--- START ---
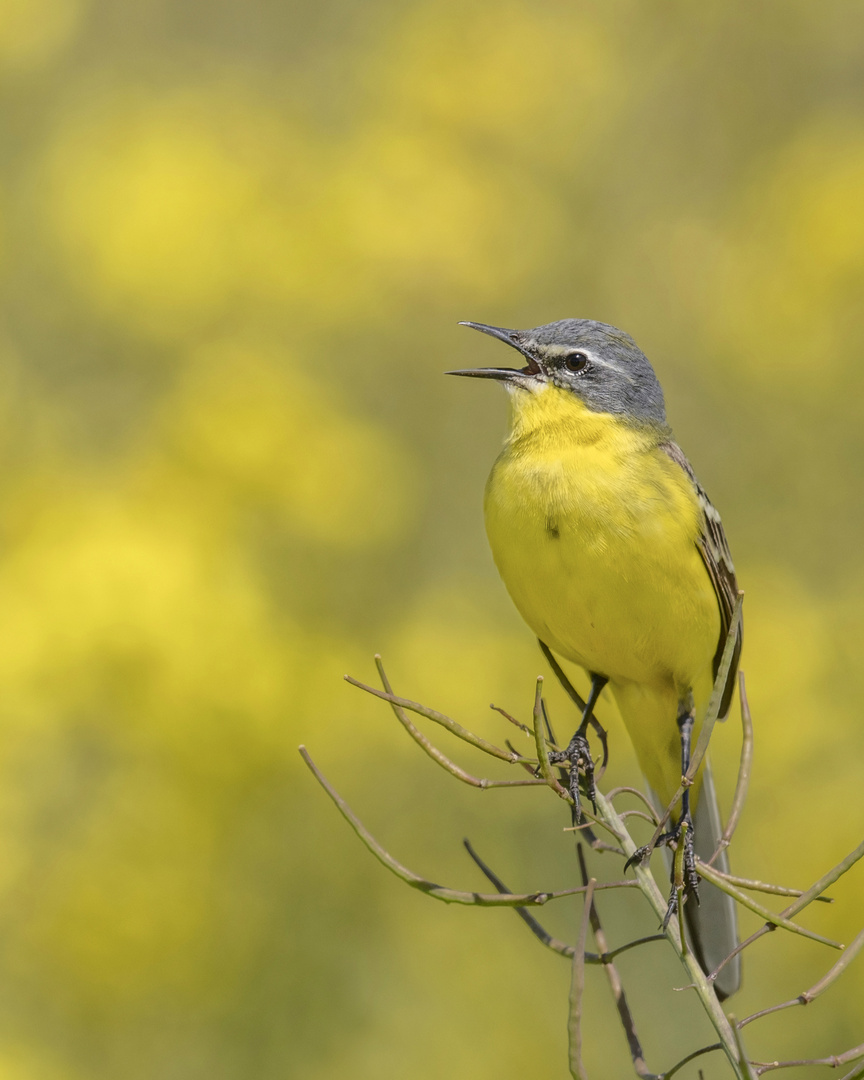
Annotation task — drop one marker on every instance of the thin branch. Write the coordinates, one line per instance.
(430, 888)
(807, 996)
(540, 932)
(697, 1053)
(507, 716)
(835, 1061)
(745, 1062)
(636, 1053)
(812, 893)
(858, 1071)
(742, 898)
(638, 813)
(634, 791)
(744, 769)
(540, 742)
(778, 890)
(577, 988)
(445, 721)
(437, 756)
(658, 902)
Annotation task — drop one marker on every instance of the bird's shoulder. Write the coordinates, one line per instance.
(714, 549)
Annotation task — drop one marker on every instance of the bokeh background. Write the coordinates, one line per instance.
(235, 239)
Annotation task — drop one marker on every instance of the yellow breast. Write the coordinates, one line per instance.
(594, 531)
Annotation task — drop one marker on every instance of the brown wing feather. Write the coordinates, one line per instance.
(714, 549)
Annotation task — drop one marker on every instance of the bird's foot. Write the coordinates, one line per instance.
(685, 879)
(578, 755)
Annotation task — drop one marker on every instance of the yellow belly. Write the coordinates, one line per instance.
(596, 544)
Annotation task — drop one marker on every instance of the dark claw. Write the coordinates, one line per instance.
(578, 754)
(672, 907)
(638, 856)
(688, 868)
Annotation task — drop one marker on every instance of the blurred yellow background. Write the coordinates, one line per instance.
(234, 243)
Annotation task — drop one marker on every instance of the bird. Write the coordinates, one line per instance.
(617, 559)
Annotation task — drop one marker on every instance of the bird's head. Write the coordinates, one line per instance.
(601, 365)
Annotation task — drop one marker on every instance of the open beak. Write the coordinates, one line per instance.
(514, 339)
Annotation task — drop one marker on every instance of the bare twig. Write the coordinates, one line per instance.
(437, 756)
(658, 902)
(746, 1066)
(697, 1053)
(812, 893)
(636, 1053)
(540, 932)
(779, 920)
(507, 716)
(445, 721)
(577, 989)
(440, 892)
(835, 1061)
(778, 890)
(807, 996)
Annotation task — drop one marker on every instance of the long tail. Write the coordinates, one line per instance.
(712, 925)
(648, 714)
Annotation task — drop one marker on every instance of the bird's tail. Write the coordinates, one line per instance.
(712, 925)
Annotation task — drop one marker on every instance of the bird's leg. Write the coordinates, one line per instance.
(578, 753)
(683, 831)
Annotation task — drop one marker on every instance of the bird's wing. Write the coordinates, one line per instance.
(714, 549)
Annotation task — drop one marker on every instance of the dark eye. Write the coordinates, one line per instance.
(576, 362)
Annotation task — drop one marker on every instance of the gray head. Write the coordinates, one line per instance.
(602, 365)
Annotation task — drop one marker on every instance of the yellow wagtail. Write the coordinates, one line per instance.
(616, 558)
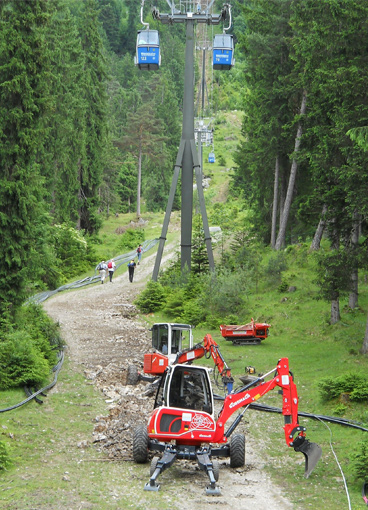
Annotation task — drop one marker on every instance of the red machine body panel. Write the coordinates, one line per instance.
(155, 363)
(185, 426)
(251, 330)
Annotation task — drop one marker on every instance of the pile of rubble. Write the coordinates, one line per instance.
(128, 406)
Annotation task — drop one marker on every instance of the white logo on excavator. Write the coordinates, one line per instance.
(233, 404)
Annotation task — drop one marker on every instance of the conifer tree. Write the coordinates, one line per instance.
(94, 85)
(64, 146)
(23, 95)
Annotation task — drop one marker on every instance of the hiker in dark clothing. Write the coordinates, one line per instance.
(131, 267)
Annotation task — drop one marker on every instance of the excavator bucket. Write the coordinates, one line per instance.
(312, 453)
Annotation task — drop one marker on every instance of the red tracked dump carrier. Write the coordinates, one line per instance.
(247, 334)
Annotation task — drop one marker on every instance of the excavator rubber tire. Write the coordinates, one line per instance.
--- END ---
> [YOUR GOAL]: Output the lines above verbatim, images excluded.

> [RESULT FOR THIS EXERCISE]:
Annotation task — drop one marker on every instance of the thin branch. Write the coordinates, one line per instance.
(430, 888)
(807, 996)
(540, 932)
(697, 1053)
(507, 716)
(835, 1061)
(745, 1062)
(636, 1053)
(812, 893)
(858, 1071)
(742, 898)
(638, 813)
(634, 791)
(744, 769)
(540, 742)
(778, 890)
(577, 988)
(445, 721)
(437, 756)
(658, 902)
Annotation task — drop one marker on every instance of the bird's shoulder. Write the coordinates, one line per instance.
(714, 549)
Annotation task — drop one marker on every instance of the bokeh background. Write the coordinates, one line per instance.
(235, 239)
Annotation task — drop one marker on every instance of the yellow breast. Write the coordinates, one line per instance.
(594, 531)
Annotation task — drop one marker on every instance of the brown wing feather. Write the coordinates, one line per instance.
(714, 549)
Annotation task — drop one marker on every instance of the bird's foot. Write the coordinates, one line per instance.
(685, 879)
(578, 755)
Annotation task — drop one marker on every instance of the yellow belly. Write the coordinates, one line per instance.
(596, 544)
Annotation task — drop one marker on every instance of the dark claw. Write the coordinates, one line per instance.
(578, 754)
(672, 907)
(638, 856)
(688, 868)
Annotation task — drop one marker on every instance of the blurred yellow background. Write the coordinates, one line per instance.
(234, 243)
Annotation task — drop one marker on every instance of the bird. Write the coordinates, one line per instance.
(617, 559)
Annotation task — drop one marker on every instance of the bird's head. Write the coordinates, one line per instance.
(601, 365)
Annotation task — drop one marker on every instance of the open beak. Write the coordinates, one line per instance.
(514, 339)
Annotation task — drop one marker on every instance of the bare twig. Write the coordinates, one line per instance.
(437, 756)
(658, 902)
(746, 1066)
(697, 1053)
(812, 893)
(636, 1053)
(540, 932)
(779, 920)
(507, 716)
(445, 721)
(577, 989)
(440, 892)
(835, 1061)
(778, 890)
(807, 996)
Annotation task — drop one marker on every instance of the long tail. Write the coordinates, one line per instance.
(712, 925)
(648, 714)
Annotation task — drop one marker on every instance of the bird's tail. Write the coordinates, one line per instance.
(712, 925)
Annotation task — drop one marker on every instance of the bird's leg. Write the coordinates, one line per instance.
(578, 753)
(683, 831)
Annotation task — drop one marker on every instance of the bird's wing. Write the coordinates, one line per instance.
(714, 549)
Annotation task — drop one marker on every instance of the dark eye. Write the coordinates, one line per instance.
(576, 362)
Annotation task — drop one marker on every instance of the gray head. Write the coordinates, one line per instance.
(602, 365)
Annotation task — drop one marker on every instance of the yellow wagtail. Write the coordinates, one line per instance.
(616, 558)
Annotation task — drop one marker on every instance of the red machine body panel. Write the coordinates, one line per instance.
(155, 363)
(185, 426)
(251, 330)
Annotation task — drop one marker on every instance of the pile of rubble. Write the coordinates, one line per instance.
(128, 406)
Annotation task — drop one marker on every instance of the white logo on excavator. Write the coordinates, one line per instance.
(233, 404)
Annotation task — drop one marker on every instance of the conifer tree. Write the coordinates, one line per instance.
(94, 85)
(64, 146)
(23, 95)
Annotation task — drop one marker on every instance of the hiker in dark clothing. Write the coordinates, one line per instance.
(131, 267)
Annotation task — drop one marker on every instance of the excavator bucket. Write the coordinates, one line per instance.
(312, 453)
Annotation task — drop one marker on every instance of the red tracked dump carrier. Write the coordinates, one line per instance.
(247, 334)
Annotation task — drop one marker on every instance of the excavator rubber tire. Write the coordinates, one line per instance.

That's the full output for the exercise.